§ **Tarea a realizar**: Según el texto extraído, ¿qué afirmación de los voceros del fascismo europeo y del PP se reconoce como verdadera?

§ **Texto extraído**:
+ + + + +

No sabe nadie cómo me molesta tener que dar la razón a esa pléyade de cabestros y voceros del fascismo europeo y en particular, a los nacionales del PP. Pero cuando se tiene, se tiene, y, de entre toda la sarta de mentiras que salen de su boca y medios de domesticación de masas -léase medios de comunicación- hay algo que sí es verdad. Me refiero a lo de la penetración en nuestro territorio de peligrosas bandas de delincuencia internacional.

+ + + + +

Extractos del conjunto de datos
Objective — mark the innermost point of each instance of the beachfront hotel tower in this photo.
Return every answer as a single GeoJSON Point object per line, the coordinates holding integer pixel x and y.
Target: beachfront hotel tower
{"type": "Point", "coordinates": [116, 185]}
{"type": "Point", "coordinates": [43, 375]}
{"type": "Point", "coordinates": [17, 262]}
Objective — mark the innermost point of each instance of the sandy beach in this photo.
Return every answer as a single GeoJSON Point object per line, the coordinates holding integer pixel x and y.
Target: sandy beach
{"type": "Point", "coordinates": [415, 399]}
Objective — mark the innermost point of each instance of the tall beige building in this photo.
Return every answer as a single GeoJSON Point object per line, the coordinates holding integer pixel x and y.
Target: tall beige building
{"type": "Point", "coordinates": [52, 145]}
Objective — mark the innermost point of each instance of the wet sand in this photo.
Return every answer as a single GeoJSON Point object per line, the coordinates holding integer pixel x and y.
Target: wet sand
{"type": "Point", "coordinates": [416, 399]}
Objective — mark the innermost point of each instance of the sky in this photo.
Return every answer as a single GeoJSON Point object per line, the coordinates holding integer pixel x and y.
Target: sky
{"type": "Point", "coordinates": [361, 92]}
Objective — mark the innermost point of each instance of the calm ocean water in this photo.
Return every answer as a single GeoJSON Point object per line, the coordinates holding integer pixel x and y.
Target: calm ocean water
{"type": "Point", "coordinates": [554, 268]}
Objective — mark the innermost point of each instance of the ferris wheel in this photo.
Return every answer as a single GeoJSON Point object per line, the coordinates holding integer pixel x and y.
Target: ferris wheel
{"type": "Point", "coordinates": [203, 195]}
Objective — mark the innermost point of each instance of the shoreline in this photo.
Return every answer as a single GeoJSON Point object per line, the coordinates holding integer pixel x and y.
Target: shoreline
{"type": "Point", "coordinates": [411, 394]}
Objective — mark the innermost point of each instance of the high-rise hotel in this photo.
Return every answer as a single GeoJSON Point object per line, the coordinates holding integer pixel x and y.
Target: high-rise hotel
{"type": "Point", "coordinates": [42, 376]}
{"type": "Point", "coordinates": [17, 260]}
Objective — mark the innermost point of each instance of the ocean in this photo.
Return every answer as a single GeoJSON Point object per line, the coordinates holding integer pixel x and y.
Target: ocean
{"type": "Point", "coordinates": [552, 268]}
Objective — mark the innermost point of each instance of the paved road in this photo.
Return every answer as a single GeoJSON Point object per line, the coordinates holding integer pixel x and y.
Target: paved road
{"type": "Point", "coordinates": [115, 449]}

+ + + + +

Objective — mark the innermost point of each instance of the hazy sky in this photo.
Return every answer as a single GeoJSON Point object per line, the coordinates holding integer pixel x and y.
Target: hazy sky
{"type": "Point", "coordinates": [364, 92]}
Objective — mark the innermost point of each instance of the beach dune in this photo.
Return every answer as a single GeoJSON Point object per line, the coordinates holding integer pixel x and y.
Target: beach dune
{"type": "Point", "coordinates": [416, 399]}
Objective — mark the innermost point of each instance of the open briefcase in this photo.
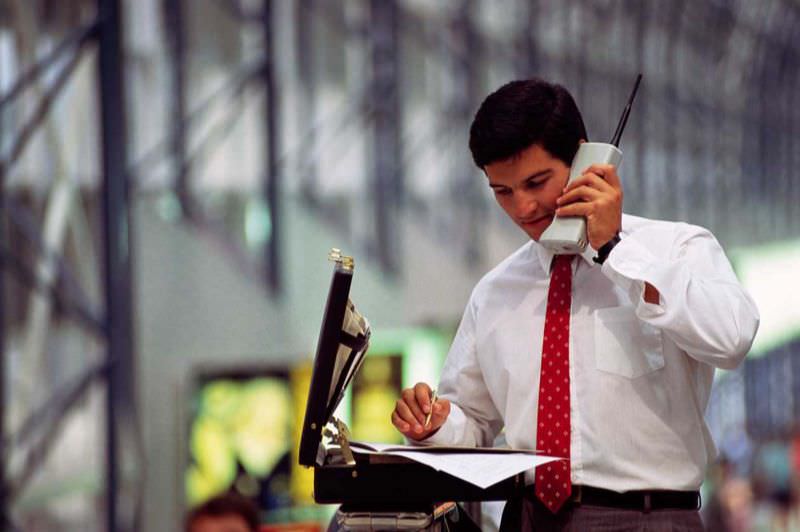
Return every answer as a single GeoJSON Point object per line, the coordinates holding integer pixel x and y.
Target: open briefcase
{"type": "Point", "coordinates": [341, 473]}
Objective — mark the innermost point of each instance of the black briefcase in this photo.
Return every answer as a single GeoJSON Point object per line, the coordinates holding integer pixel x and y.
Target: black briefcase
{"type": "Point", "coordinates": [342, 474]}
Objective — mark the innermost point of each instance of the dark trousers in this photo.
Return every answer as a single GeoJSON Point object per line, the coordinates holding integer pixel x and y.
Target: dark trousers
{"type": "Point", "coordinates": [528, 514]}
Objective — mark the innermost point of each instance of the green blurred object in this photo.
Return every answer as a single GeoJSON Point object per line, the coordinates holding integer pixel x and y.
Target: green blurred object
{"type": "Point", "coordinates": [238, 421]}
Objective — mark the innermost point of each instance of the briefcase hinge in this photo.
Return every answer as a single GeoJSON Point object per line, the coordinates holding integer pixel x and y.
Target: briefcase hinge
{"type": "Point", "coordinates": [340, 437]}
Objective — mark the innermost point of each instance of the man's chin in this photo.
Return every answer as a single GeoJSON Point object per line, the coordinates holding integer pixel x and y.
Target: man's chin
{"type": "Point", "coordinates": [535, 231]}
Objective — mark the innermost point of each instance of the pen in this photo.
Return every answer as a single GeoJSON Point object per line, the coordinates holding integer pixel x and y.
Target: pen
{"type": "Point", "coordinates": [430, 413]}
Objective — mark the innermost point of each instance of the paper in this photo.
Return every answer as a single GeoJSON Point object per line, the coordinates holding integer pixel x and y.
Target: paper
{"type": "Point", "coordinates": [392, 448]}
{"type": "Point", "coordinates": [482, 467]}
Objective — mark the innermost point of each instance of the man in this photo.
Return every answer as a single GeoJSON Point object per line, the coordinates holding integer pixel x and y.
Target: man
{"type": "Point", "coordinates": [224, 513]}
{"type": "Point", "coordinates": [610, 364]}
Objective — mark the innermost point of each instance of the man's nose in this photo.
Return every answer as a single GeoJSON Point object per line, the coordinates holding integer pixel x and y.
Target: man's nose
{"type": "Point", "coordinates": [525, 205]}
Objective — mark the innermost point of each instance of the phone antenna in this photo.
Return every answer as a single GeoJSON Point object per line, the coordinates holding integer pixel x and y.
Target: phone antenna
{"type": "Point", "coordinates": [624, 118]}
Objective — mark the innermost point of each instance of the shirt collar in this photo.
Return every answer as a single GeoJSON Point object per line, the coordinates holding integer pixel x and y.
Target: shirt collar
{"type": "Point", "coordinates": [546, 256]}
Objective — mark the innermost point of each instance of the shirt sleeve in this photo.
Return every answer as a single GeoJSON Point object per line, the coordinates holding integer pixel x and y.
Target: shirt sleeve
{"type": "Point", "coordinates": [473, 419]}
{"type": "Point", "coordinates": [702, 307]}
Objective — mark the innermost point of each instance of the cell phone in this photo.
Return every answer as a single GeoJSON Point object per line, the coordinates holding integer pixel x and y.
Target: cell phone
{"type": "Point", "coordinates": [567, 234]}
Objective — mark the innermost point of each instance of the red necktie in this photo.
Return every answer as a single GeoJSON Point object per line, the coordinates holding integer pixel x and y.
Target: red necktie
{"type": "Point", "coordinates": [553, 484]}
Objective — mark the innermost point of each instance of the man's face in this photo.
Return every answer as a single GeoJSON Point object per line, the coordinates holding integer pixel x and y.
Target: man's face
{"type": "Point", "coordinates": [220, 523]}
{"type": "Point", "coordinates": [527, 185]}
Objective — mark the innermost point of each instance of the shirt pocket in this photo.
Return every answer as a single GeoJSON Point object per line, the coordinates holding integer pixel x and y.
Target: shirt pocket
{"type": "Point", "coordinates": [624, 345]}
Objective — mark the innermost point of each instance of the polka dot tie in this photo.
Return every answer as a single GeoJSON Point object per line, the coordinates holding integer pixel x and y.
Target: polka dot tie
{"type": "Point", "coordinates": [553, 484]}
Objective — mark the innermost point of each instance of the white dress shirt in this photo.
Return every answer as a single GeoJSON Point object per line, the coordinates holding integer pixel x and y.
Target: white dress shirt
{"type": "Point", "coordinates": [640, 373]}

+ + + + +

§ **Resultado del ejercicio**: La penetración en nuestro territorio de peligrosas bandas de delincuencia internacional.